Source text:
Leap year then and now…Travel day tomorrow…We’ll post during layover…More tiger photos coming!…

A gaur was crossing the road. “The gaur (/ɡaʊər/, Bos gaurus), also called the Indian bison, is the largest extant bovine. It is native to South and Southeast Asia and has been listed as Vulnerable on the IUCN Red List since 1986. The global population has been estimated at a maximum of 21,000 mature individuals by 2016. It declined by more than 70% during the last three generations and is extinct in Sri Lanka and Bangladesh. In well-protected areas, it is stable and rebuilding.”

It’s leap year day. I don’t have a “year ago photo” since there was no post on February 29th last year. But we’ve added a photo from the previous leap year four years ago, on February 29, 2016.

I recalled last year at the end of February like it was yesterday. I’d been home from the hospital for only three days, and my legs had yet to become infected but were very sore from the incisions from my ankle bones to about eight inches above my knees.

A pair of gaur, a rare sighting in the national parks, was a thrill to see.

I’d been walking around the house every hour or so, hoping to speed my recovery but sensing I was making little progress.

The pain was excessive, my breathing sketchy and inconsistent, my wounds so raw I didn’t dare shower, doing sponge baths instead fearing infecting myself with the less than clean water in Marloth Park, South Africa. It happened anyway.

A black eagle.

Even the smallest of tasks required hours of recovery. Tom did it all along with the help of our fantastic household staff, Zef, and Vusi who handled all the housework. I languished in my awful state of being, wondering if it would ever end.

And now, one year later, I am in India, getting up and dressed for the day to head out on safari twice a day, beginning at 5:30 am.
A sambar deer. “Sambar deer is found in almost every corner of India, But it is mainly found in central India. They can easily be spotted at Kanha, Corbett, Ranthambore, Bandhavgarh (we’ve been to three of the aforementioned national parks in India) Gir, Dudhwa, Manas, Kaziranga, and Sariska. Habitat: Sambar deer prefers marshy and wooded areas to live.”

What to do:
• a. Since what year has the gaur been listed as Vulnerable on the IUCN Red List, according to the leap-year travel post?
• b. Continue the leap-year travel post from its last sentence.
None of the items are needed for this work.

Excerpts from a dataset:
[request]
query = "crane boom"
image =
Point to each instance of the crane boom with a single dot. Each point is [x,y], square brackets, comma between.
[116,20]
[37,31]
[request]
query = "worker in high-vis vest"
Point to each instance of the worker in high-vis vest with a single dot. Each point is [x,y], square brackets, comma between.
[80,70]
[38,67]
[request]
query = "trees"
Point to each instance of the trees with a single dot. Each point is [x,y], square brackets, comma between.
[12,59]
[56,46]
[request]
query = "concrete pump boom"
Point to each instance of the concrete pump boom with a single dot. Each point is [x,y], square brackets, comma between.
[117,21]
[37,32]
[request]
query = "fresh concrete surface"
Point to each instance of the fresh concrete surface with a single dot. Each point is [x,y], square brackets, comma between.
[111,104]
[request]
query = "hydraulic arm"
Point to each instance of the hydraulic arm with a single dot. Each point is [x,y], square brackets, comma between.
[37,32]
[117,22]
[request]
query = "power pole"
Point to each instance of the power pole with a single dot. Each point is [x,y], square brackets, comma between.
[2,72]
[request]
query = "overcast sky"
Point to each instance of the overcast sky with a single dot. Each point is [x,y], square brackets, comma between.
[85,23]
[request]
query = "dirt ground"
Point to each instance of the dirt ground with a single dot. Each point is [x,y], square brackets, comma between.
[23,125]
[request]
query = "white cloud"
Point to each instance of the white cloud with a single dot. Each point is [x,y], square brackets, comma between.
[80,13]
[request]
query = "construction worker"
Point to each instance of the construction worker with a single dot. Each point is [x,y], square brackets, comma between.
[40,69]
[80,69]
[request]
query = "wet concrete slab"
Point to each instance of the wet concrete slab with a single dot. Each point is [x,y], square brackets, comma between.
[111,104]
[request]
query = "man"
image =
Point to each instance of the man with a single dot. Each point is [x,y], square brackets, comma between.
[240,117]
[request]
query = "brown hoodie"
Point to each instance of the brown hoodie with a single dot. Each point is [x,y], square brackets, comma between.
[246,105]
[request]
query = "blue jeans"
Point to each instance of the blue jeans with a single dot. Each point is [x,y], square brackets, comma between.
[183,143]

Expected results:
• a. Since 1986.

• b.
It’s 10 hours a day of bouncing so hard in a safari Jeep that my FitBit measures 10’s of thousands of steps and hundreds of flights of stairs from the violent jostling about on rough roads.

I love it all. I am alive. And I am grateful every morning when I awaken to face yet another day, braced for adventure, braced for excitement, expecting the most but accepting when it’s less.
Young wild boar. “The wild boar (Sus scrofa), also known as the wild swine, Common wild pig, or simply wild pig) is a suid native to much of the Palearctic, as well as introduced numbers in the Americas and Southeast Asia. Human intervention has spread its distribution further, making the species one of the widest-ranging mammals in the world, as well as the most widely spread uniform. Its wide range, high numbers, and adaptability mean that it is classed as least concern by the IUCN, and it has become an invasive species in part of its introduced range. The animal probably originated in Southeast Asia during the Early Pleistocene and out-competed other suid species as it spread throughout the Old World.”

What’s next? Another month and a few days more of India, the vibrant rush of colors, and its equal passion for life.

I feel at home here in this culturally and diametrically diverse notion of life from what we knew in the past, embracing that which I know now, from that which I’ve learned from adversity.
Kanha Nation Park is truly beautiful with a wide range of types of scenery, all exquisite.

Everything happens for a reason. I was already in awe and grateful. But I asked what I needed to learn—had I yet a new level of appreciation to discover, yet to conquer?

I am still trying to figure this out. Surely during whatever time I have left in this world, it will come to me. I wait patiently. I know it will go, and I know I have enough time to bring it to fruition for some odd reason.
A sambar deer on the side of the road.

At the moment, I am sitting outdoors in the resort in Kanha National Park, in India, with the sounds of nature surrounding me, her magical arms holding me close to her heart.

It’s not perfect. Like life, it is flawed. But I open my arms and welcome her in knowing full well that therein lies the answers to the mystery of life we all so long to learn. I am at peace.

Just like in Africa, the antelopes and pigs hang out together.
Tomorrow at 4:30 am, we’ll embark on yet another six-hour drive to a distant airport to head to an all-day flight with layovers to Udaipur. I will complete tomorrow’s post during our 3 1/2 hour layover. We’ll prepare tomorrow’s post during the layover.

See you then, my friends. We’ll see you then.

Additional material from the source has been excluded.